- **Exercise requirements**
Reproduce the lines from the start of the records through the line containing "POLYGON ((118 118, 119", inclusive, renaming "red crate" to "wooden crate" and changing nothing else.

- **Provided data**
'''

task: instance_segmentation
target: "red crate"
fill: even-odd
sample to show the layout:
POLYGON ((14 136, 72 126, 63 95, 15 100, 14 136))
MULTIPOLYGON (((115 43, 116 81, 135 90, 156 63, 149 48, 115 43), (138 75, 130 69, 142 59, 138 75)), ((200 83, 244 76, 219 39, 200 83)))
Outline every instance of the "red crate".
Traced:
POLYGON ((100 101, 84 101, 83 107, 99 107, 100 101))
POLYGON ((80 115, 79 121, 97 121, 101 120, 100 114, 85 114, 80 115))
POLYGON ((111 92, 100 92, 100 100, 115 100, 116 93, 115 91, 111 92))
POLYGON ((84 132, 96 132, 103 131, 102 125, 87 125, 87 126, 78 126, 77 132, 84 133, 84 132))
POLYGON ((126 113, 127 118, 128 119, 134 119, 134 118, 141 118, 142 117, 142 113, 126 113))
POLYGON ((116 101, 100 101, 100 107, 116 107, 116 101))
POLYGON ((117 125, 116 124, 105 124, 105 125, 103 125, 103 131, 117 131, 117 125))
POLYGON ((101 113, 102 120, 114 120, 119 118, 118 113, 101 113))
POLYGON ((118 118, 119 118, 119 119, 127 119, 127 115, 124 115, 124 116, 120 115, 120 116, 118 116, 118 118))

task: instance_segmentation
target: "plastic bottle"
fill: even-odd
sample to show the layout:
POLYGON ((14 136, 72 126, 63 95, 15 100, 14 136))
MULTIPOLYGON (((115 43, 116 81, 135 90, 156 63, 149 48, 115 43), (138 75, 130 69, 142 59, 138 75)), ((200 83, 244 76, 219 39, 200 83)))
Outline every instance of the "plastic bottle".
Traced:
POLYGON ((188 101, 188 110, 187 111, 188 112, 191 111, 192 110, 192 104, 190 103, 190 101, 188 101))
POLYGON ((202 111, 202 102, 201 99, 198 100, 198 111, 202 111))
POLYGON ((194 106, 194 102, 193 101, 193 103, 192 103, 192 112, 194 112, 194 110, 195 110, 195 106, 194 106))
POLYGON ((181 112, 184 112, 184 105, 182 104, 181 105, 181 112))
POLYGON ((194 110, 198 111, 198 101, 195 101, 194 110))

'''

- **Full solution**
task: instance_segmentation
target: "wooden crate"
fill: even-odd
sample to show the layout:
POLYGON ((14 136, 72 126, 63 95, 15 100, 14 136))
MULTIPOLYGON (((115 43, 116 81, 135 90, 156 63, 149 48, 115 43), (138 75, 130 69, 142 59, 138 75)), ((200 83, 244 76, 219 39, 200 83)))
Outline every instance of the "wooden crate".
Traced:
POLYGON ((100 101, 84 101, 83 107, 99 107, 100 101))
POLYGON ((80 115, 79 121, 97 121, 101 120, 100 114, 85 114, 80 115))
POLYGON ((111 92, 100 92, 100 100, 115 100, 116 93, 115 91, 111 92))
POLYGON ((84 132, 96 132, 103 131, 102 125, 87 125, 87 126, 78 126, 77 132, 84 133, 84 132))
POLYGON ((126 113, 127 118, 128 119, 134 119, 134 118, 141 118, 142 117, 142 113, 126 113))
POLYGON ((116 101, 100 101, 100 107, 116 107, 116 101))
POLYGON ((117 125, 116 124, 105 124, 105 125, 103 125, 103 131, 117 131, 117 125))
POLYGON ((101 113, 102 120, 114 120, 119 118, 118 113, 101 113))
POLYGON ((118 118, 119 118, 119 119, 127 119, 127 115, 124 115, 124 116, 120 115, 120 116, 118 116, 118 118))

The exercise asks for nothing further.